● REQUIRED TASK
Leave the pictures out and transcribe every record exactly.

● ROWS
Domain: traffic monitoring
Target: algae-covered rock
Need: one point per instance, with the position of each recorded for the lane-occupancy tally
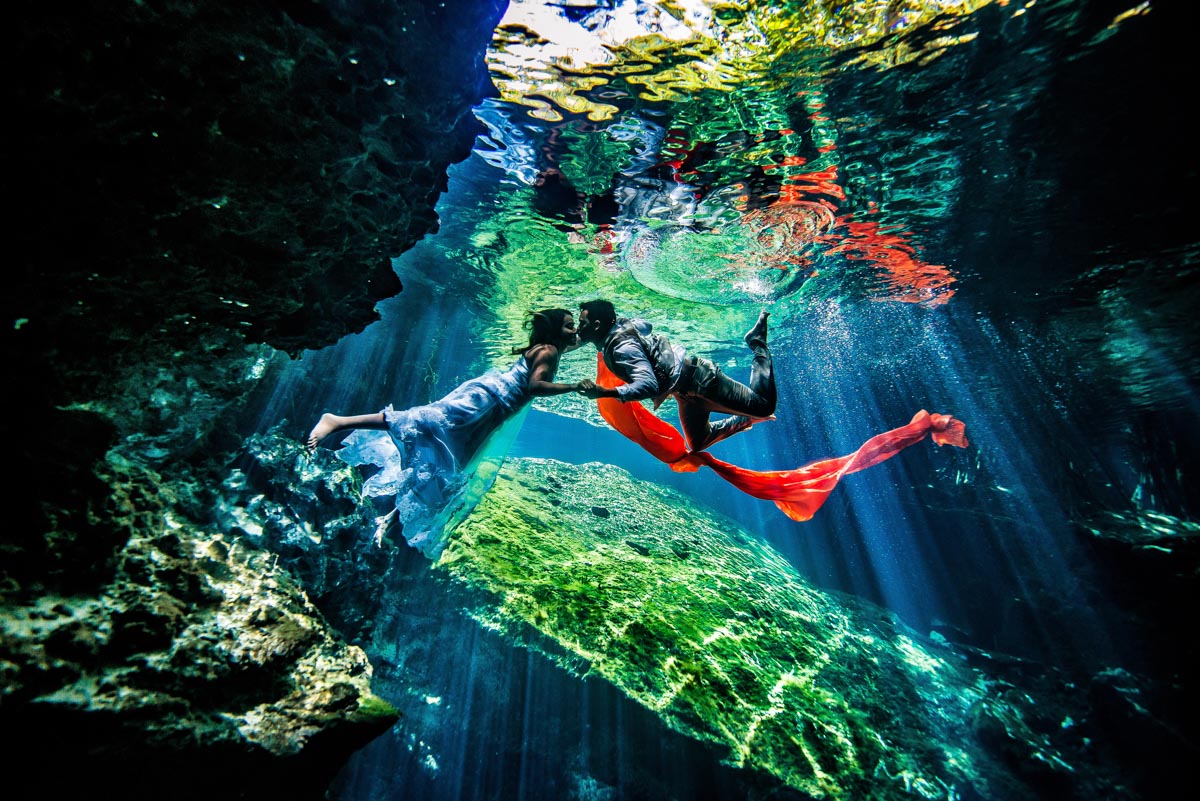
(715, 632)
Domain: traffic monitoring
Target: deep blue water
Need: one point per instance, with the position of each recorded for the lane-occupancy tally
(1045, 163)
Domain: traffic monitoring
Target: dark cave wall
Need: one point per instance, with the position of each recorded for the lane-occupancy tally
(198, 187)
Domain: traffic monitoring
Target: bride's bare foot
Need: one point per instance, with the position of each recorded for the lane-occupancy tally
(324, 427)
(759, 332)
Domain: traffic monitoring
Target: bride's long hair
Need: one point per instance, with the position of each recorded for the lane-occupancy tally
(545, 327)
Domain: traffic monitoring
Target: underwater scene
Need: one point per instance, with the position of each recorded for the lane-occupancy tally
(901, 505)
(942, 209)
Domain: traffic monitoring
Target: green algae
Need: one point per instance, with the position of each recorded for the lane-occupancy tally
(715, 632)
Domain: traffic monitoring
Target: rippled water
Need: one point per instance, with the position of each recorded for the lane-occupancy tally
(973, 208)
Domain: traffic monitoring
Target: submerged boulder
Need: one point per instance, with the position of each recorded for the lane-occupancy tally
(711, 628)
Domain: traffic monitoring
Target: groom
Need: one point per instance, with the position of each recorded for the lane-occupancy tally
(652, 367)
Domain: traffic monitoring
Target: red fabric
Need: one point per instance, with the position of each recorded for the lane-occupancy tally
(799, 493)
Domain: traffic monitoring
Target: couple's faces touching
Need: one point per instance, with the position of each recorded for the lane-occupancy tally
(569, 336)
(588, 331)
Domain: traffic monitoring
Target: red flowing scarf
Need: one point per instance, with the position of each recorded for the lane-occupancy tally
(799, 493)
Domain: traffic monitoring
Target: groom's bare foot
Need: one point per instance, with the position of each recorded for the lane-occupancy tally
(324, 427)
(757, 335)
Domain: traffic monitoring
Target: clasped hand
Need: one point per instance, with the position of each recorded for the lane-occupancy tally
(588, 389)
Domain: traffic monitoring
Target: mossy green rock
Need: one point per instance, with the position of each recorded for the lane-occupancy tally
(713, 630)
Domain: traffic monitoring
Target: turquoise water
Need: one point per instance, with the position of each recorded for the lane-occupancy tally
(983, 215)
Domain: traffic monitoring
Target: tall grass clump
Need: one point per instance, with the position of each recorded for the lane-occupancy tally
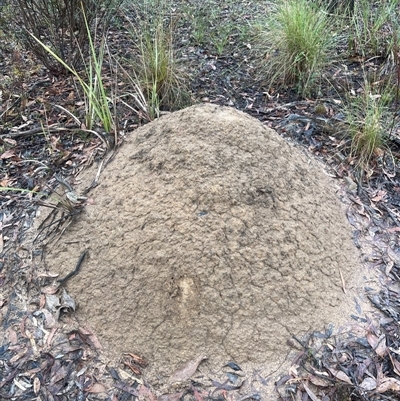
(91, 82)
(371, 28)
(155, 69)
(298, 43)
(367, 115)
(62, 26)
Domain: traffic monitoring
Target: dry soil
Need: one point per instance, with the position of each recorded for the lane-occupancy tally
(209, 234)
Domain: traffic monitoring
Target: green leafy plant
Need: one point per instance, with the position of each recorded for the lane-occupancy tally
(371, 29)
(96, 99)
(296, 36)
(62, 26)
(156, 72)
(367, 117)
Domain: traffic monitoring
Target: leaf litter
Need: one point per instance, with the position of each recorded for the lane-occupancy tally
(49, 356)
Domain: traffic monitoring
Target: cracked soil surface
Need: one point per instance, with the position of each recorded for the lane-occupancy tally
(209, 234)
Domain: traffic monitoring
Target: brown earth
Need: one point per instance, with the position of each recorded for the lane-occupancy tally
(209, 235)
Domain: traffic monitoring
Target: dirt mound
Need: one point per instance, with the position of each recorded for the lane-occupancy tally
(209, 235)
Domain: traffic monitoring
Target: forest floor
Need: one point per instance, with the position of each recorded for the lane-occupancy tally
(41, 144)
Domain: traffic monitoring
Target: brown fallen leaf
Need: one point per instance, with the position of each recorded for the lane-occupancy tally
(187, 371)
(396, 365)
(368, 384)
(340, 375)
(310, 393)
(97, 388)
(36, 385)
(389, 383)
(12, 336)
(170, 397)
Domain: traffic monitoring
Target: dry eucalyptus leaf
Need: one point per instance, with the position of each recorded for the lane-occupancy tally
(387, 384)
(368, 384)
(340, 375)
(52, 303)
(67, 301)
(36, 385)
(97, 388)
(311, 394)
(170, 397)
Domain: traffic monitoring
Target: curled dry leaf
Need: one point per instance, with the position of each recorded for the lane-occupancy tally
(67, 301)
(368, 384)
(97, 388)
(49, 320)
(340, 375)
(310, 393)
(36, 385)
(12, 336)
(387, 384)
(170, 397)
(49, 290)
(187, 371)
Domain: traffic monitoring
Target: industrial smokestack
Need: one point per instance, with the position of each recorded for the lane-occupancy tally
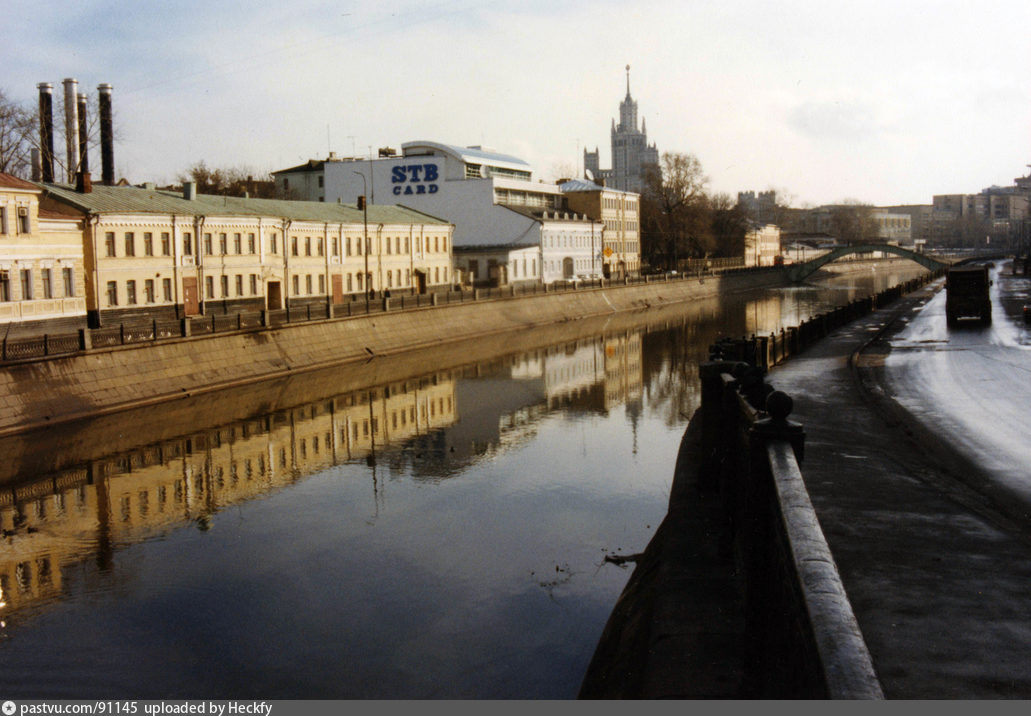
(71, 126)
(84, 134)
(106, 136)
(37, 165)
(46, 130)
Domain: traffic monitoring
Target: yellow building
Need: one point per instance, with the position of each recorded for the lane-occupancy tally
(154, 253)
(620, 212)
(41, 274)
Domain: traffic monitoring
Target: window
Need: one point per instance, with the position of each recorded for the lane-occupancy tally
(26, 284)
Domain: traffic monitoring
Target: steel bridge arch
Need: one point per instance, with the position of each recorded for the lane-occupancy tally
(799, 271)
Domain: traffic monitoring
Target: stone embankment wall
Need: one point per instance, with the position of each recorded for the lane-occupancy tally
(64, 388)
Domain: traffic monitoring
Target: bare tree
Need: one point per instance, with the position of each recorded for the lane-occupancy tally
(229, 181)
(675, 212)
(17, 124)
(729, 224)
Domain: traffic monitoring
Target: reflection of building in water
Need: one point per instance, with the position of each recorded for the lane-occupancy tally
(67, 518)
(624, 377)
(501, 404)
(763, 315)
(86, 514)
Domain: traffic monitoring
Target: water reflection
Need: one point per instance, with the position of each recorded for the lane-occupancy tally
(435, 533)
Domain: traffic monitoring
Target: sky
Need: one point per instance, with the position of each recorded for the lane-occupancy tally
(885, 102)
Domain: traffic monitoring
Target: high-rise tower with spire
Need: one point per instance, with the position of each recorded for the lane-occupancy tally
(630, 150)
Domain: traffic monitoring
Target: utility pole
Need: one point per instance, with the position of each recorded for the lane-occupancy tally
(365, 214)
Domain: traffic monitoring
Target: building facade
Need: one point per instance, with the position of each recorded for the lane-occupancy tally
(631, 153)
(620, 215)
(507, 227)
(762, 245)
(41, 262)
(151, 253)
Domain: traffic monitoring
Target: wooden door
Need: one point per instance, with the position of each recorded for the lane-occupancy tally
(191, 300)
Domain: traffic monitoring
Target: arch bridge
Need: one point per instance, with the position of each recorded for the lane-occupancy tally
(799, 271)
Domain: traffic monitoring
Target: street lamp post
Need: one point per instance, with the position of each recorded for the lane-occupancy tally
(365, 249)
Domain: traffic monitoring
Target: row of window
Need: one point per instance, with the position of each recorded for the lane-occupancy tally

● RESPONSE TO THE EXERCISE
Domain: traffic monitoring
Target: algae-covered rock
Need: one point per instance, with the position of each recorded for the lane-occupancy tally
(715, 632)
Domain: traffic monitoring
Target: deep blue water
Need: one point per instance, with the position of each recorded for the lane-occupancy tally
(1045, 163)
Domain: traffic monitoring
Target: dark cave wall
Need: one point per instance, with the position of each recorded for the lane-occupancy tally
(198, 187)
Domain: traffic monitoring
Target: bride's bare foot
Need: one point per instance, with the position of each recorded for the lane-occupancy tally
(324, 427)
(759, 332)
Domain: traffic monitoring
Target: bride's long hair
Need: one point per instance, with the position of each recorded for the lane-occupancy tally
(545, 327)
Domain: traffic monitoring
Target: underwater scene
Need: one point per instance, with the position of each recorded for the lane-occupancy tally
(901, 505)
(942, 209)
Domain: traffic monitoring
Target: green algae
Need: one point per instance, with the position of each recorded for the lane-occupancy tally
(715, 632)
Domain: traffic monitoring
Target: rippled water
Need: one point per instance, with the position of each recorded for the lane-occupancy tally
(973, 208)
Domain: traffic monitoring
Target: submerged boulder
Need: one point per instance, with the position of each recorded for the lane-occupancy tally
(711, 628)
Domain: traffic monitoring
Target: groom
Need: one point per instance, with the position of each recorded for the lane-occupancy tally
(652, 367)
Domain: traffic monitoring
Target: red fabric
Need: one point per instance, with the position of each recorded for the lane-occupancy tally
(799, 493)
Domain: traffic monitoring
Target: couple's faces touching
Need: one point per instance, with the position of each recorded for the lane-occupancy tally
(569, 336)
(588, 331)
Domain: traffic monitoring
Target: red flowing scarf
Need: one point per instance, with the position of each recorded for the lane-occupancy tally
(799, 493)
Domain: traffic monitoring
Target: groom's bare foot
Need: one point per instance, with the position of each recorded for the lane-occupancy tally
(324, 427)
(757, 335)
Domain: traffic monitoring
Target: clasped hand
Need: one point per instance, with the position of each recorded for the lane-occupancy tally
(588, 389)
Domain: traffic monitoring
Target: mossy green rock
Need: one point per instance, with the position of each recorded for the lane-occupancy tally
(713, 630)
Domain: traffic monitoring
Target: turquoise water
Need: one point per instance, with the position of each recorded for the lane-occupancy tally
(983, 215)
Domain: traffic monitoring
Target: tall grass clump
Need: one point per instance, with the position of each recorded for the lane-occupancy tally
(91, 82)
(371, 28)
(155, 69)
(298, 43)
(367, 115)
(62, 26)
Domain: traffic monitoring
Target: dry soil
Need: one point per instance, with the position of each recorded for the lane-occupancy tally
(209, 234)
Domain: traffic monitoring
Target: green leafy plant
Need: one point per instance, with the position of each recorded for the lane-occupancy tally
(371, 29)
(96, 99)
(296, 36)
(62, 26)
(156, 72)
(367, 117)
Domain: traffic monitoring
Target: leaf litter
Need: one point per instance, with the position of each recorded for the lane-occupancy tally
(49, 356)
Domain: traffic monitoring
Target: cracked soil surface
Need: one point per instance, with the position of each recorded for the lane-occupancy tally
(209, 234)
Domain: traffic monitoring
Target: brown earth
Need: one point per instance, with the position of each recorded for the lane-occupancy tally
(209, 235)
Domain: traffic monitoring
Target: dirt mound
Need: one point per instance, with the position of each recorded for the lane-occupancy tally
(209, 235)
Domain: traffic monitoring
Target: forest floor
Need: one point per instance, with the position of each recorded for the lane-occupancy tally
(41, 144)
Domain: traffic monitoring
Target: brown fallen leaf
Need: one point per instance, with the position of each recorded for the lane-occupancy tally
(187, 371)
(396, 365)
(368, 384)
(340, 375)
(310, 393)
(97, 388)
(36, 385)
(389, 383)
(12, 336)
(170, 397)
Domain: traffic monitoring
Target: dry eucalyptus leaf
Need: one point per instance, with the position of each recorded for the lane-occupancy tally
(387, 384)
(368, 384)
(340, 375)
(52, 303)
(67, 301)
(36, 385)
(97, 388)
(311, 394)
(170, 397)
Domain: traffic monitoring
Target: curled dry leaf
Need: one point per instance, with the position of each recorded for the lane-occupancy tally
(67, 301)
(368, 384)
(97, 388)
(49, 320)
(340, 375)
(310, 393)
(36, 385)
(12, 336)
(387, 384)
(170, 397)
(49, 290)
(187, 371)
Domain: traffic monitoring
Target: industrial smokestack
Need: one point per instance, with the position of each recorded for the lane-occupancy tally
(71, 126)
(84, 134)
(106, 136)
(37, 165)
(46, 130)
Domain: traffic monitoring
Target: yellow building
Need: one point per instance, with the position of each recorded for the lane-occupancy tally
(154, 253)
(620, 212)
(41, 274)
Domain: traffic monitoring
Target: window
Need: one point per instance, with the position of each recorded for the lane-occupancy tally
(26, 284)
Domain: traffic monitoring
Target: steel bridge arch
Need: one point per instance, with the position of each recorded for the lane-occupancy tally
(799, 271)
Domain: traffic monitoring
Target: stone embankment wall
Need: one point per instance, with the position of each recorded for the lane-occupancy tally
(64, 388)
Domain: traffic monitoring
Target: bare tree
Need: one point per instance, with the position of each recorded for the lane-occupancy tally
(229, 181)
(675, 212)
(17, 124)
(729, 224)
Domain: traffic monitoring
Target: reflection of building in water
Need: one point per instance, with the position of each recorded for the lane-occupancy tally
(67, 518)
(624, 377)
(501, 404)
(763, 315)
(86, 514)
Domain: traffic monitoring
Target: water reflection
Need: one point per instance, with the position of each recorded for the lane-occupancy tally
(435, 533)
Domain: traffic monitoring
Target: sky
Need: one point per instance, with the position of each recorded for the lane-occupancy tally
(885, 102)
Domain: traffic monitoring
Target: high-rise tower with spire
Need: one point per instance, with the position of each recorded for the lane-occupancy tally
(630, 150)
Domain: traffic monitoring
Target: utility pole
Need: one point per instance, with the position of each recorded for the lane-occupancy tally
(365, 214)
Domain: traffic monitoring
Target: building facade
Need: one point per instance, with the position of each recorded for the lane-occupancy tally
(631, 153)
(620, 215)
(507, 227)
(762, 245)
(41, 262)
(151, 253)
Domain: traffic monitoring
Target: wooden door
Need: one point per instance, with the position of each recorded for the lane-occupancy tally
(191, 300)
Domain: traffic monitoring
Target: arch bridge
Need: one point per instance, with the position of each recorded for the lane-occupancy tally
(799, 271)
Domain: traffic monitoring
Target: street lamp post
Need: one point per instance, with the position of each recorded for the lane-occupancy tally
(365, 249)
Domain: traffic monitoring
Target: row of window
Need: one point per instance, with the position of each recorded for the lane-occupancy tally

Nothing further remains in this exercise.